As informações da primeira etapa do trabalho foram analisadas a partir dos relatórios disponíveis nos websites das agências e apresentadas em tabelas descritivas. Na segunda etapa, foi escolhido o recorte de análise, para aplicação do modelo da União Europeia. Os resultados qualitativos e quantitativos dessa etapa foram analisados por meio de tabelas descritivas do Microsoft Excel® para os cálculos. Para o propósito da comparação, os relatórios foram analisados em duas partes na segunda etapa do estudo: (1) dados da revisão narrativa descritiva; (2) cálculo da frequência absoluta e relativa de acordo com cada domínio e componente seguindo a seguinte equação: %=número de elementos descritos ou não descritos ou parcialmente descritos nos relatórios *100/número total de elementos do domínio (n total do modelo=126).

Resultados

Perfil geral de recomendações das agências

No total, vinte e três relatórios de recomendações para doenças raras foram emitidos pela CONITEC de 2017 a 2019, treze medicamentos foram recomendados à incorporação e dez foram recomendados a não incorporação. Nesse período, o total de nove recomendações foram emitidas pelo NICE por meio do programa de avaliação de tecnologias altamente especializadas. As buscas sistemáticas realizadas no website do NICE em distintos anostambém resultou na comparação de doze medicamentos os quais foram respectivamente avaliados pela CONITEC (Quadro 1). Observou-se, no entanto, que as agências receberam distintas demandas para incorporação de medicamentos no período selecionado. O total de dez medicamentos foram avaliados unicamente pelo NICE entre o período de 2013 a 2019 (Quadro 2) e doze medicamentos avaliados unicamente pela agência CONITEC entre 2017 a 2019 (Quadro 3). A esse grupo de medicamentos não foi possível uma comparação entre as agências, pelo fato de não serem demandas para avaliação do mesmo princípio ativo e/ou para mesma indicação clínica.

Quadro 2
Medicamentos para doenças raras avaliados apenas pela CONITEC e não pelo NICE.

O problema
Reproduza a parte do trecho sobre o método do estudo que vai de "As informações da" a "total do modelo=126).", trocando "relatórios" por "documentos". Baseie-se somente no trecho apresentado.

Registros salvos
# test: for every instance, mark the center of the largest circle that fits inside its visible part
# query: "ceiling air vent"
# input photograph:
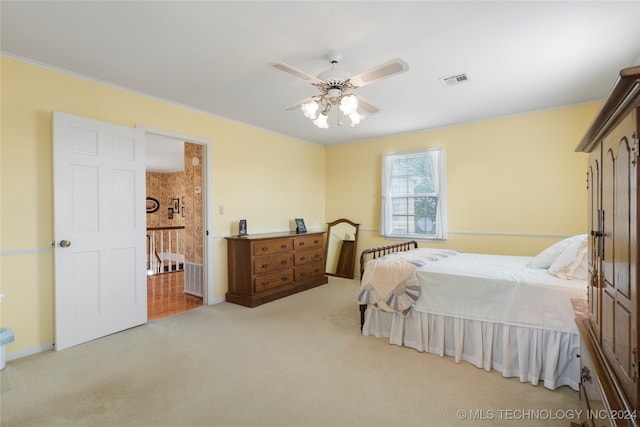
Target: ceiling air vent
(455, 80)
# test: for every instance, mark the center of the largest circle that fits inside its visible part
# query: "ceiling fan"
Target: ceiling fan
(336, 88)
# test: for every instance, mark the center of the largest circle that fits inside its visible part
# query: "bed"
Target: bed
(512, 314)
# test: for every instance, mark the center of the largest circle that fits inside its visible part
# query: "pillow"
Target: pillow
(545, 258)
(572, 262)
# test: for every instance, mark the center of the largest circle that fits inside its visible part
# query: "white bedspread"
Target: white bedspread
(492, 311)
(498, 288)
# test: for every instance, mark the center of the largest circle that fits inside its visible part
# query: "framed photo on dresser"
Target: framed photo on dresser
(300, 227)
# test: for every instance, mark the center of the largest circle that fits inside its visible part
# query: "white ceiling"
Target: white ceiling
(214, 56)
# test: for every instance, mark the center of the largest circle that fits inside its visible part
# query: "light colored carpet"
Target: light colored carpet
(298, 361)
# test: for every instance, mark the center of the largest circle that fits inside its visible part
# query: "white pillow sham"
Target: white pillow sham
(572, 263)
(545, 258)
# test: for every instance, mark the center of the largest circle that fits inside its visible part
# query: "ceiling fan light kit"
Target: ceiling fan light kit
(335, 89)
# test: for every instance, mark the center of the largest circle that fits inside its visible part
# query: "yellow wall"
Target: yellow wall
(514, 183)
(513, 175)
(253, 176)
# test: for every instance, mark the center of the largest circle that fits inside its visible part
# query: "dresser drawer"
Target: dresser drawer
(273, 280)
(307, 242)
(266, 264)
(267, 247)
(305, 257)
(308, 271)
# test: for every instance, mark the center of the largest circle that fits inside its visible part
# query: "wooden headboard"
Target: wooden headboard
(378, 252)
(384, 250)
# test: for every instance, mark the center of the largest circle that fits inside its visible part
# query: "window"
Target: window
(413, 195)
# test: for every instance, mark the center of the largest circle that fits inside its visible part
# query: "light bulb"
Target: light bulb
(321, 121)
(309, 109)
(349, 104)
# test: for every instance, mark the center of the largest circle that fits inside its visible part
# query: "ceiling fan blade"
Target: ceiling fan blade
(295, 72)
(388, 69)
(298, 104)
(367, 106)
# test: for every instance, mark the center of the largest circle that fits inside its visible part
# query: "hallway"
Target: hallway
(165, 295)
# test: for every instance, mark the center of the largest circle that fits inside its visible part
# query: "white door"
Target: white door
(100, 229)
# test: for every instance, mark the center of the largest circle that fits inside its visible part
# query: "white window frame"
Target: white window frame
(439, 171)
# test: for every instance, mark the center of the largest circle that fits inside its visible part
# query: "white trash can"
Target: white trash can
(6, 337)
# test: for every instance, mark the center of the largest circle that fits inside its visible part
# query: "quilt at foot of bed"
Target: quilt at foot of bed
(531, 354)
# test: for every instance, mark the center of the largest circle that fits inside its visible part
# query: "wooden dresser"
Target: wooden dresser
(267, 267)
(610, 326)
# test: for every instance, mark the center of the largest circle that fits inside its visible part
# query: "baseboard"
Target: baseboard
(29, 352)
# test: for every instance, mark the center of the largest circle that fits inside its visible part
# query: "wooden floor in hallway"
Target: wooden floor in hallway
(165, 295)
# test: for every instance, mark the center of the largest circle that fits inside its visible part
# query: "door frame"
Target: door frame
(207, 191)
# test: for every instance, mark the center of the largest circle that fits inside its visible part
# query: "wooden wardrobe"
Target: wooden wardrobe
(610, 327)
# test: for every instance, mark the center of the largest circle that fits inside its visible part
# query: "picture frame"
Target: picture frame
(152, 204)
(300, 227)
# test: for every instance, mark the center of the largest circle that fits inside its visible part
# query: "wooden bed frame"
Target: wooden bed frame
(374, 253)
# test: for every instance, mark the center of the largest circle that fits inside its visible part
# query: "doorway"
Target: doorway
(176, 225)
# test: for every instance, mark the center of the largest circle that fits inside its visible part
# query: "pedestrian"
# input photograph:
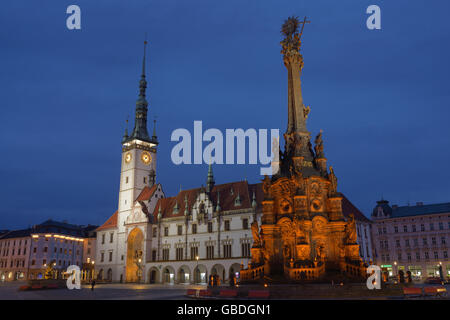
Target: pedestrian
(92, 284)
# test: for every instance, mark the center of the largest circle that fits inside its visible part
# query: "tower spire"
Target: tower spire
(210, 180)
(140, 124)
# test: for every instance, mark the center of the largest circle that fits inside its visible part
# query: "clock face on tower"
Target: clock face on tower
(146, 157)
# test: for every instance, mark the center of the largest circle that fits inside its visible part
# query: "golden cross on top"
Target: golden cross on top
(303, 25)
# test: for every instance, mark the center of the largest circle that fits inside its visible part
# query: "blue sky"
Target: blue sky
(380, 96)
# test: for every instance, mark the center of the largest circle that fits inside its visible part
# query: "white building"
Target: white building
(182, 239)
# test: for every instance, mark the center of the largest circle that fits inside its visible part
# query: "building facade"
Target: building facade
(197, 233)
(412, 238)
(51, 246)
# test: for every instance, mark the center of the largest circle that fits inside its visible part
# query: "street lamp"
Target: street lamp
(198, 271)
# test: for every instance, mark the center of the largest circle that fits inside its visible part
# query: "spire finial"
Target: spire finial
(210, 180)
(143, 62)
(140, 125)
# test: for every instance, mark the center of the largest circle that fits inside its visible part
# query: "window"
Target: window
(245, 224)
(166, 254)
(194, 253)
(227, 250)
(179, 254)
(209, 252)
(245, 247)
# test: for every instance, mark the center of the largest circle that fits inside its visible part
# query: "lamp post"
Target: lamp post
(197, 272)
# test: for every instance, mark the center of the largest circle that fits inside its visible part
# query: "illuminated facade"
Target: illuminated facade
(30, 253)
(412, 238)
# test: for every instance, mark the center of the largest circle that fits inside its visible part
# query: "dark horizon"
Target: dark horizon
(380, 96)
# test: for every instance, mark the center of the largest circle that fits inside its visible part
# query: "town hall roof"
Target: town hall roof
(226, 194)
(110, 223)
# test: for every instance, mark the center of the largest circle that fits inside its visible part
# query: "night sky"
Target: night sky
(381, 96)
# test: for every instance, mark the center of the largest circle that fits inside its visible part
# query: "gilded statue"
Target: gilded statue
(256, 235)
(350, 230)
(333, 180)
(318, 148)
(266, 187)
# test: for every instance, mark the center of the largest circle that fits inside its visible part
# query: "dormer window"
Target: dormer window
(175, 209)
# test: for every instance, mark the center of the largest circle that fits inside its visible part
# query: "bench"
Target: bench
(52, 286)
(258, 294)
(435, 291)
(204, 293)
(412, 292)
(191, 292)
(36, 287)
(228, 293)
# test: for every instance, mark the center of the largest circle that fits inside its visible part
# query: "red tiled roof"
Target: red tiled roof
(348, 208)
(110, 223)
(146, 193)
(227, 199)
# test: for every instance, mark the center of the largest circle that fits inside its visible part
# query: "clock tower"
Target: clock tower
(138, 168)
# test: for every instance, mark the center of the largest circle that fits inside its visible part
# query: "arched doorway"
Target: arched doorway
(184, 274)
(135, 258)
(153, 275)
(168, 275)
(200, 274)
(218, 270)
(234, 271)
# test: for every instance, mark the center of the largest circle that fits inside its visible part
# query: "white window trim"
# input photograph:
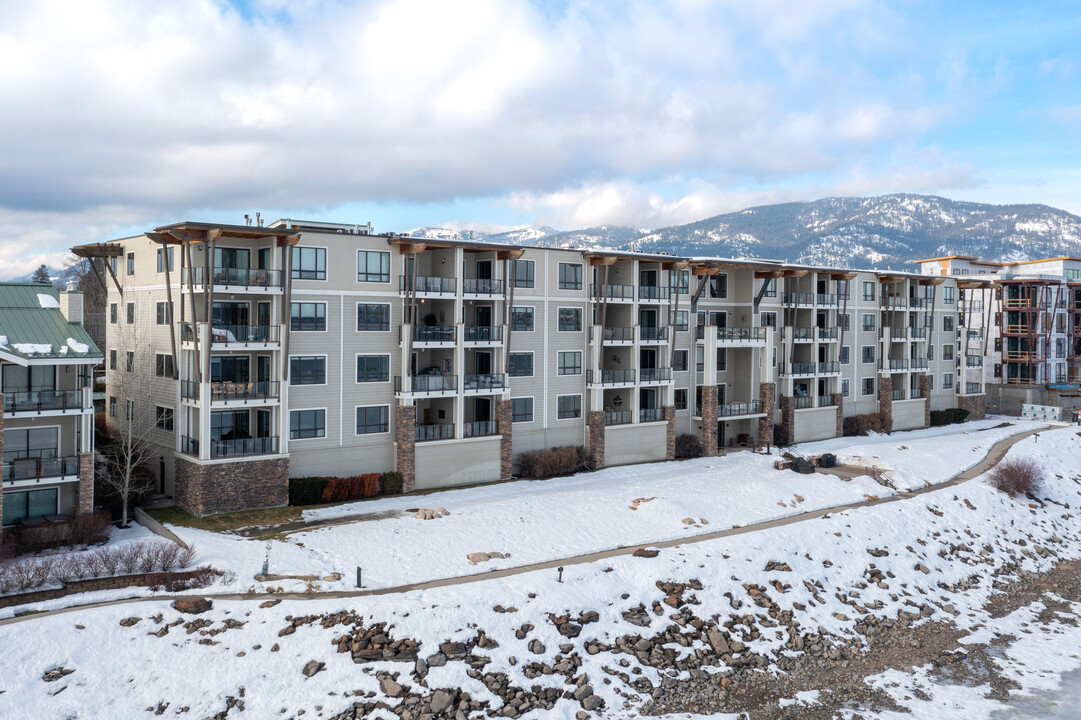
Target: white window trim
(318, 437)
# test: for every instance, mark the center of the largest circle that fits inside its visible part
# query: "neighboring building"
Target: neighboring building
(319, 349)
(1033, 319)
(48, 440)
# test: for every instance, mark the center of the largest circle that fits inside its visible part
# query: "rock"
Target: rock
(191, 605)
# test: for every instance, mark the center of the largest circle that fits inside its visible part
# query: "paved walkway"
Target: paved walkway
(997, 452)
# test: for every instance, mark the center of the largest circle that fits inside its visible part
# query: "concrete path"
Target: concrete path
(997, 452)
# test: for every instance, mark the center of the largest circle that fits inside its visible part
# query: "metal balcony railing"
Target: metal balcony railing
(28, 401)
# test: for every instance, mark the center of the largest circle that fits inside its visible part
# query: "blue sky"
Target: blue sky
(120, 116)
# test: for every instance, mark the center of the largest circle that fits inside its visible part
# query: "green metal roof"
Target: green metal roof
(34, 329)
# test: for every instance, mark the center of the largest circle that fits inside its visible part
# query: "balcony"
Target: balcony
(427, 284)
(653, 334)
(483, 334)
(619, 417)
(39, 401)
(656, 374)
(436, 431)
(481, 287)
(485, 382)
(734, 409)
(236, 277)
(611, 377)
(479, 428)
(40, 468)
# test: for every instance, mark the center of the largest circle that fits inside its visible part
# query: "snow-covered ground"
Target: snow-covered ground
(122, 670)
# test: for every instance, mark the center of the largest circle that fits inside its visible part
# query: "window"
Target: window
(373, 368)
(570, 319)
(570, 363)
(163, 364)
(162, 254)
(307, 316)
(570, 276)
(520, 364)
(521, 318)
(307, 370)
(521, 410)
(309, 263)
(523, 274)
(163, 418)
(373, 266)
(372, 317)
(569, 405)
(307, 424)
(375, 418)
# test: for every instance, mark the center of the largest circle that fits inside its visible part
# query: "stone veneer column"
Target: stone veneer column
(84, 501)
(405, 441)
(768, 404)
(788, 418)
(596, 422)
(708, 421)
(838, 399)
(925, 391)
(670, 432)
(885, 401)
(504, 417)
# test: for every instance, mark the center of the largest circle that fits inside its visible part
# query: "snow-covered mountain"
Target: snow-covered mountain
(883, 231)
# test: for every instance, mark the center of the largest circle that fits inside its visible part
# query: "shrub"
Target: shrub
(1017, 477)
(688, 445)
(554, 461)
(306, 491)
(391, 482)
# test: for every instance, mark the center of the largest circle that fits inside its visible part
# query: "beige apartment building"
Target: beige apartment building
(256, 354)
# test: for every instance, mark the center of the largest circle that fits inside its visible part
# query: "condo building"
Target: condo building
(256, 354)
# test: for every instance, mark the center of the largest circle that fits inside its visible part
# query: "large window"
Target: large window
(570, 276)
(373, 368)
(374, 418)
(569, 405)
(570, 319)
(521, 410)
(373, 266)
(307, 370)
(307, 424)
(373, 317)
(570, 363)
(307, 316)
(521, 318)
(523, 274)
(520, 364)
(309, 263)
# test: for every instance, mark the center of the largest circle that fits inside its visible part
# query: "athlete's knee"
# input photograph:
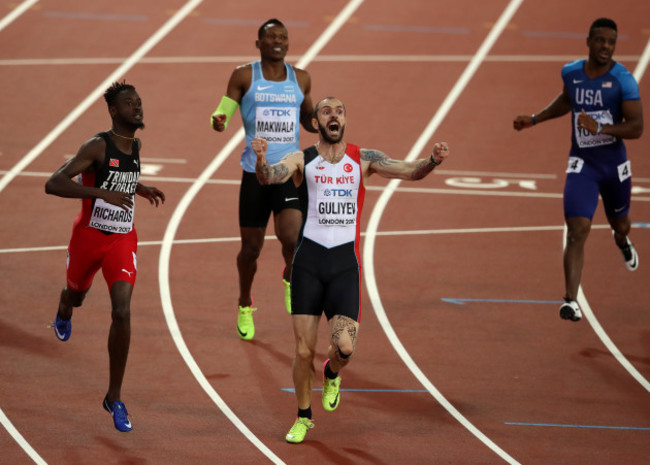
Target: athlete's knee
(577, 231)
(121, 313)
(305, 352)
(621, 225)
(250, 251)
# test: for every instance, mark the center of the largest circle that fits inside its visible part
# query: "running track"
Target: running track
(462, 358)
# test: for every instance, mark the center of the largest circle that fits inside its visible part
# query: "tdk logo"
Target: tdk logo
(277, 112)
(338, 193)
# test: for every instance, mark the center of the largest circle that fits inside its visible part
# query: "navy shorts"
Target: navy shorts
(256, 202)
(326, 280)
(587, 180)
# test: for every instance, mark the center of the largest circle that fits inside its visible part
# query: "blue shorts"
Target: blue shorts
(587, 180)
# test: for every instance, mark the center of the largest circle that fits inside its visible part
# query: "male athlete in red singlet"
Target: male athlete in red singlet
(103, 235)
(326, 274)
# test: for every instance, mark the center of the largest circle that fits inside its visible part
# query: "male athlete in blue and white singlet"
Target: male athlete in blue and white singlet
(274, 100)
(326, 276)
(605, 106)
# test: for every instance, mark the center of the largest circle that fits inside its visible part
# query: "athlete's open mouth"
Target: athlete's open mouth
(333, 126)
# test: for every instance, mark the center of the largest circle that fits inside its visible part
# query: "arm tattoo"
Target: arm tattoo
(272, 174)
(422, 168)
(278, 173)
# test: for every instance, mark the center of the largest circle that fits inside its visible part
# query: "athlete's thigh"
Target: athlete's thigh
(254, 202)
(120, 263)
(85, 253)
(616, 192)
(285, 196)
(580, 195)
(343, 295)
(307, 292)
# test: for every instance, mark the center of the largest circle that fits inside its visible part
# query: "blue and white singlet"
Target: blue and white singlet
(271, 110)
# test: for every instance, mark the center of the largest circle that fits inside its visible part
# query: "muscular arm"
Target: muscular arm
(307, 106)
(560, 106)
(239, 82)
(291, 165)
(89, 157)
(380, 163)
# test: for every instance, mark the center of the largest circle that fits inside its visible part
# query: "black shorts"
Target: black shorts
(256, 201)
(326, 280)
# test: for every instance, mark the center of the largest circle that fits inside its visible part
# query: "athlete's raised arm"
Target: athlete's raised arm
(380, 163)
(290, 165)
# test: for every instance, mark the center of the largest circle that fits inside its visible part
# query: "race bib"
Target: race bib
(276, 125)
(587, 139)
(575, 165)
(336, 206)
(110, 218)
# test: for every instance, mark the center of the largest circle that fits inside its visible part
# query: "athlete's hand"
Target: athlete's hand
(117, 198)
(259, 146)
(440, 152)
(587, 122)
(522, 122)
(219, 122)
(152, 194)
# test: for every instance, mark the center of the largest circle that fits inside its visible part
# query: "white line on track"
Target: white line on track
(368, 250)
(174, 222)
(62, 126)
(98, 92)
(419, 232)
(582, 299)
(16, 12)
(321, 58)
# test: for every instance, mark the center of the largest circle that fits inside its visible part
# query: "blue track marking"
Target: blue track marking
(501, 301)
(100, 16)
(557, 425)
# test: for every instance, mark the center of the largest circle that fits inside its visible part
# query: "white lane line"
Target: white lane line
(582, 299)
(63, 125)
(290, 58)
(99, 91)
(14, 433)
(172, 227)
(418, 232)
(368, 250)
(16, 12)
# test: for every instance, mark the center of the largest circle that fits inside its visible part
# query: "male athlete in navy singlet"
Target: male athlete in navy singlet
(605, 106)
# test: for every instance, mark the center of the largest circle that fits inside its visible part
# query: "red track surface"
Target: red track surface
(496, 362)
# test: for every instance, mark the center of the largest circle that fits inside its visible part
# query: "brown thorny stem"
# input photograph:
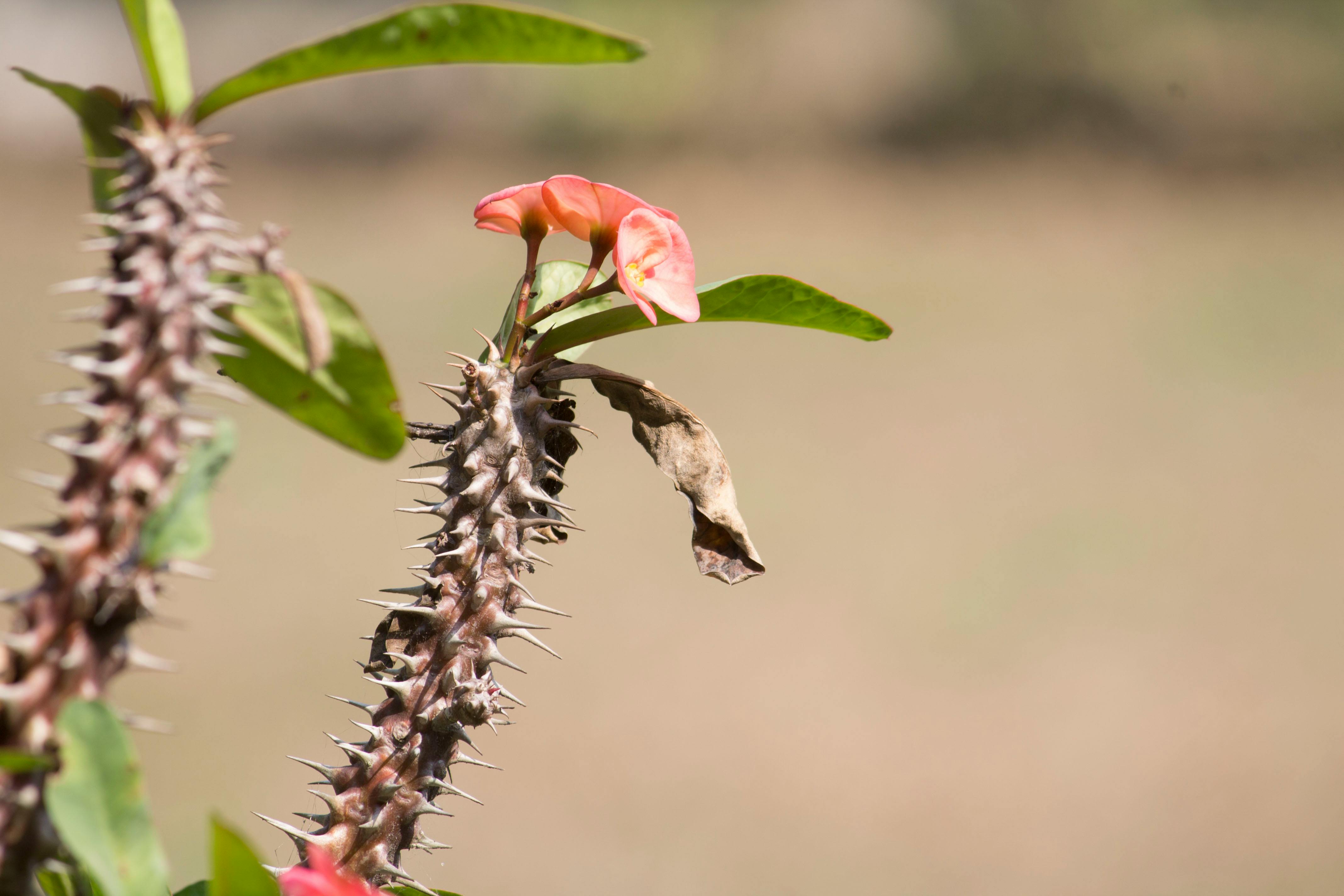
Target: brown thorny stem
(436, 655)
(166, 237)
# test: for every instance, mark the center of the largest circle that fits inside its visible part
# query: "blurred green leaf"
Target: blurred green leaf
(21, 762)
(98, 111)
(234, 868)
(179, 529)
(58, 880)
(57, 883)
(156, 30)
(429, 36)
(97, 804)
(351, 400)
(554, 280)
(764, 299)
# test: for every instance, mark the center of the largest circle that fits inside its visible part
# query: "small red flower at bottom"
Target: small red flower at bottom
(322, 879)
(654, 265)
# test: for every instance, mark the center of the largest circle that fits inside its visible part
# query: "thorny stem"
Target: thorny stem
(525, 299)
(437, 655)
(167, 237)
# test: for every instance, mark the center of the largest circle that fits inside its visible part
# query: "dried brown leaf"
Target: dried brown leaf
(686, 451)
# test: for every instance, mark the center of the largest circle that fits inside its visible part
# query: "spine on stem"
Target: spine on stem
(166, 236)
(437, 652)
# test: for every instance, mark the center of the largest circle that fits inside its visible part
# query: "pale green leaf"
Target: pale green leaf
(554, 280)
(21, 762)
(234, 867)
(764, 299)
(98, 111)
(156, 29)
(179, 529)
(429, 36)
(97, 804)
(351, 400)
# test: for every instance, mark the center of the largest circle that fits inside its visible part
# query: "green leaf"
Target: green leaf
(21, 762)
(57, 883)
(554, 280)
(156, 30)
(57, 879)
(351, 400)
(431, 36)
(98, 111)
(765, 299)
(179, 529)
(234, 868)
(97, 804)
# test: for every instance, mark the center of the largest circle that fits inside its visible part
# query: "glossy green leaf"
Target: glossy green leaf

Resposta da tarefa
As informações da primeira etapa do trabalho foram analisadas a partir dos documentos disponíveis nos websites das agências e apresentadas em tabelas descritivas. Na segunda etapa, foi escolhido o recorte de análise, para aplicação do modelo da União Europeia. Os resultados qualitativos e quantitativos dessa etapa foram analisados por meio de tabelas descritivas do Microsoft Excel® para os cálculos. Para o propósito da comparação, os documentos foram analisados em duas partes na segunda etapa do estudo: (1) dados da revisão narrativa descritiva; (2) cálculo da frequência absoluta e relativa de acordo com cada domínio e componente seguindo a seguinte equação: %=número de elementos descritos ou não descritos ou parcialmente descritos nos documentos *100/número total de elementos do domínio (n total do modelo=126).